■ **TEXTE FOURNI**:
------
Ce 15 juin 2023, Myriam Ackermann-Sommer sera ordonnée à vingt-six ans. Elle deviendra à cette occasion la première femme orthodoxe de France à être investie des charges de rabbin.
Le 15 juin 2023, sera ordonnée à New York, une semaine après son mari Émile Ackermann[1], Myriam Ackermann-Sommer, âgée de vingt-six ans, à la Yéshivat Maharat. Il s’agit non pas du premier couple français de rabbins mais du premier couple français de rabbins « orthodoxes modernes » (Modern orthodox, aux Etats-Unis) et de ce fait, Myriam Ackermann Sommer devient la première femme orthodoxe de France à être investie des charges de rabbin. Jamais encore, un couple juif orthodoxe ne s’était battu pour que la femme soit l’égale de l’homme… la rabbanit (féminin de rabbin), l’égale du rabbin…
L’histoire dira sans doute un jour ce qu’il aura fallu à Myriam Sommer, née dans une famille chrétienne d’une mère juive déjudaïsée et d’un père chrétien, pour entreprendre un jour des études au plus niveau de l’orthodoxie, dans une yéshiva de New York, une école talmudique, acceptant de préparer les femmes à la charge rabbinique, et grâce aux encouragements de son mari.
Après Sarah, la femme d’Abraham, Rébecca, femme du patriarche Isaac, Ruth, Déborah, la reine Esther, il fallut surtout attendre le XXe siècle pour que de grandes femmes juives ou d’origine juive, se fassent connaître et laissent leur nom dans l’Histoire, après les philosophes Simone Weil, Hannah Arendt, Sarah Kofman, Danielle Cohen-Levinas, Catherine Chalier, jusqu’à des femmes politiques comme Simone Veil, en passant par la première rabbine au monde, Regina Jonas (Berlin, 1902 – Auschwitz-Birkenau, 1944), oubliée cinquante ans durant, et les rabbines françaises Pauline Bebe et Delphine Horvilleur, voici Myriam Ackermann-Sommer.
Le chemin de Myriam, née Marie et baptisée, est remarquable à plus d’un titre. Nièce du grand rabbin Alexis Blum, qui fut le rabbin de la communauté consistoriale de Neuilly (92), elle découvre le judaïsme à l’adolescence et dévore le Talmud, la littérature rabbinique depuis Rachi de Troyes (acronyme de rabbi Shlomo ben Yitzrak), l’un des plus grands commentateurs médiévaux de l’histoire juive, jusqu’à Rav Joseph Ber Soloveitchik (1903-1993), éminent chef spirituel américain, qui œuvra pour ouvrir l’étude aux femmes orthodoxes.
Alors que dans les pays anglo-saxons et en Israël de nombreuses femmes orthodoxes ont été ordonnées rabbines, comment expliquer que le judaïsme français soit à ce point obtus et retardataire sur la marche des Femmes de par le monde, sur la révolution spirituelle en marche de par le monde, alors que le pape François vient de nommer pour la première fois trois femmes à des postes jusque-là occupés par des hommes ordonnés, même s’il n’est pas encore d’actualité d’autoriser le mariage des prêtres ni d’ordonner des Femmes. Disant cela, nous n’oublions en rien les retards vertigineux de l’islam sur cette question fondamentale.
------
■ **TRAVAIL À FAIRE**:
Recopiez à l'identique le passage du texte sur Myriam Ackermann-Sommer compris entre « Le chemin de » et « aux femmes orthodoxes. », bornes incluses.

■ **SECTION DES DONNÉES**:
------
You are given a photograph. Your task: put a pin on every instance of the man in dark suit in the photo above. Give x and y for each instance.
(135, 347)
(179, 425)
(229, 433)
------
■ **SOLUTION PROPOSÉE**:
Le chemin de Myriam, née Marie et baptisée, est remarquable à plus d’un titre. Nièce du grand rabbin Alexis Blum, qui fut le rabbin de la communauté consistoriale de Neuilly (92), elle découvre le judaïsme à l’adolescence et dévore le Talmud, la littérature rabbinique depuis Rachi de Troyes (acronyme de rabbi Shlomo ben Yitzrak), l’un des plus grands commentateurs médiévaux de l’histoire juive, jusqu’à Rav Joseph Ber Soloveitchik (1903-1993), éminent chef spirituel américain, qui œuvra pour ouvrir l’étude aux femmes orthodoxes.